### GIVEN PROBLEM
Rewrite each of the items below as a row of a Markdown table, leaving out blank lines. Use the columns "Row" for the row number and "Item" for the line.

### INFORMATION GIVEN
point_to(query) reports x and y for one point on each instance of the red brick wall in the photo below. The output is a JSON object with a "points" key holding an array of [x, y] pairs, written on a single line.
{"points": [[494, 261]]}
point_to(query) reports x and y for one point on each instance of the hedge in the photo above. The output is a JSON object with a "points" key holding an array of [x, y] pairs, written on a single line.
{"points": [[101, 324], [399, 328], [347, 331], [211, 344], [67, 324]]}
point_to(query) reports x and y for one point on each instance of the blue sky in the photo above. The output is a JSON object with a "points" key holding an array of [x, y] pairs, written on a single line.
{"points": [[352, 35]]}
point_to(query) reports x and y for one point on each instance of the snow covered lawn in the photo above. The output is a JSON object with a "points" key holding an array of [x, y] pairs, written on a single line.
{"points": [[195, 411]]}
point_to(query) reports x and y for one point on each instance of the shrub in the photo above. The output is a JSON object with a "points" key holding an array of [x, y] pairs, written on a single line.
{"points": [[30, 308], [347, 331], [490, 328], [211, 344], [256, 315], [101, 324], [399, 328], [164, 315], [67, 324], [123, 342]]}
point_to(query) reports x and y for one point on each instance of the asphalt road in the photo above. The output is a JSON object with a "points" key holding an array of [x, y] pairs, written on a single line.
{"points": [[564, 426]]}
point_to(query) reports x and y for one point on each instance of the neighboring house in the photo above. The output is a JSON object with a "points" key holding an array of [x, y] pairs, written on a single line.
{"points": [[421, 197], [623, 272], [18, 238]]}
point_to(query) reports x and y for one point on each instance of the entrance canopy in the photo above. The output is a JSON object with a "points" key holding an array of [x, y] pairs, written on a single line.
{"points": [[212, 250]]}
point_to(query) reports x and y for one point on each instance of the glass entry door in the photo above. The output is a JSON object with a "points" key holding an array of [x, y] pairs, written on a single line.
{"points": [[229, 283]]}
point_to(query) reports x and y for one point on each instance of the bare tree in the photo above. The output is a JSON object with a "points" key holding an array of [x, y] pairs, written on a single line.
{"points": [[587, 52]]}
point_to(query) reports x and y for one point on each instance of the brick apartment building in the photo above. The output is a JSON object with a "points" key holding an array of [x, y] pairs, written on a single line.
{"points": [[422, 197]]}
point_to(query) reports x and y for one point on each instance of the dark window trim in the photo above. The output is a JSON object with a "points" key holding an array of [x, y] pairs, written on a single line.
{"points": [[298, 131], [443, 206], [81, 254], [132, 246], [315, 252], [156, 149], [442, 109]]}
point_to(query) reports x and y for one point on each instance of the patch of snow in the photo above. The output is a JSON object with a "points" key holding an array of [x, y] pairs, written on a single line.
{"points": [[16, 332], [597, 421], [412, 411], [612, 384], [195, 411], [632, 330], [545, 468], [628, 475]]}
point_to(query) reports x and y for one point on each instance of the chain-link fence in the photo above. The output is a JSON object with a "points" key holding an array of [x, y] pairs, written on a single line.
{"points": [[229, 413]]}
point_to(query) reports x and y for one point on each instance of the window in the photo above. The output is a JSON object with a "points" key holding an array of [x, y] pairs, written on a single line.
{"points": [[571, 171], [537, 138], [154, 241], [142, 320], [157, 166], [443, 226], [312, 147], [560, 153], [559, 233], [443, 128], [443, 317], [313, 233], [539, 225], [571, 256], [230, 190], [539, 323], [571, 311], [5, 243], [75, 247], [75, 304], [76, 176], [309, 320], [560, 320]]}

### COMPLETE OUTPUT
| Row | Item |
|---|---|
| 1 | point_to(query) reports x and y for one point on each instance of the red brick wall in the photo below. The output is a JSON object with a "points" key holding an array of [x, y] pairs, written on a single line. |
| 2 | {"points": [[494, 261]]} |
| 3 | point_to(query) reports x and y for one point on each instance of the hedge in the photo above. The output is a JSON object with a "points" key holding an array of [x, y] pairs, written on a single line. |
| 4 | {"points": [[101, 324], [399, 328], [347, 331], [211, 344], [67, 324]]} |
| 5 | point_to(query) reports x and y for one point on each instance of the blue sky in the photo above. The output is a JSON object with a "points" key holding an array of [x, y] pairs, written on a single line. |
| 6 | {"points": [[352, 35]]} |
| 7 | point_to(query) reports x and y for one point on each instance of the snow covered lawn in the photo above. The output is a JSON object with a "points" key holding an array of [x, y] pairs, written on a single line. |
| 8 | {"points": [[195, 411]]} |
| 9 | point_to(query) reports x and y for one point on each instance of the shrub in the photo above. The output is a JSON object with a "points" key holding an array of [x, y] pairs, written on a single line. |
| 10 | {"points": [[30, 308], [347, 331], [490, 328], [211, 344], [256, 315], [101, 324], [399, 328], [164, 315], [67, 324], [123, 342]]} |
| 11 | point_to(query) reports x and y for one point on each instance of the asphalt road in the photo above. The output is a JSON object with a "points" key holding an array of [x, y] pairs, written on a single line. |
| 12 | {"points": [[564, 426]]} |
| 13 | point_to(query) reports x and y for one point on each instance of the neighboring house in the photo above. The output is a JSON object with a "points" key holding an array of [x, y] pairs, written on a single line. |
| 14 | {"points": [[421, 197], [623, 272], [18, 238]]} |
| 15 | point_to(query) reports x and y for one point on each instance of the entrance canopy in the photo above. The output is a JSON object with a "points" key holding an array of [x, y] pairs, written on a single line. |
| 16 | {"points": [[212, 250]]} |
| 17 | point_to(query) reports x and y for one point on each instance of the glass entry door in the photo above. The output is a JSON object with a "points" key holding an array of [x, y] pairs, written on a single line. |
| 18 | {"points": [[229, 283]]} |
| 19 | point_to(query) reports x and y for one point on each instance of the bare tree in the photo above. The output is a JSON object with a "points" key holding an array of [x, y] pairs, written on a single line. |
| 20 | {"points": [[587, 52]]} |
| 21 | point_to(query) reports x and y for one point on each instance of the brick apartment building in the photo above. The output is a JSON object with a "points" key holding an array of [x, y] pairs, written on a single line. |
| 22 | {"points": [[422, 197]]} |
| 23 | point_to(query) reports x and y for one point on each instance of the dark window trim in the photo above. The output is a JSON object with a "points" key holding an array of [x, y] pairs, written on a single line. |
| 24 | {"points": [[298, 131], [443, 206], [81, 254], [132, 246], [315, 252], [156, 149], [442, 109]]} |
| 25 | point_to(query) reports x and y for one point on each instance of the patch of snow in the photo above. The output is a JSON object with a "points" key holding an array of [x, y] pairs, written on a single line. |
| 26 | {"points": [[16, 332], [597, 421], [412, 411], [612, 384], [195, 411], [632, 330], [545, 468], [628, 475]]} |
| 27 | point_to(query) reports x and y for one point on each instance of the chain-link fence in the photo above. The output is a JSON object with a "points" key holding an array of [x, y] pairs, written on a single line. |
| 28 | {"points": [[229, 413]]} |
| 29 | point_to(query) reports x and y for one point on each instance of the window in the photo above. The output is a JSON object with a "points" key holding an array of [x, y] pairs, written on a single line. |
| 30 | {"points": [[571, 171], [537, 138], [154, 241], [142, 320], [157, 166], [443, 226], [312, 147], [560, 153], [559, 233], [443, 128], [443, 317], [313, 233], [539, 225], [571, 256], [230, 190], [539, 323], [571, 311], [5, 243], [75, 247], [75, 304], [76, 176], [309, 320], [560, 320]]} |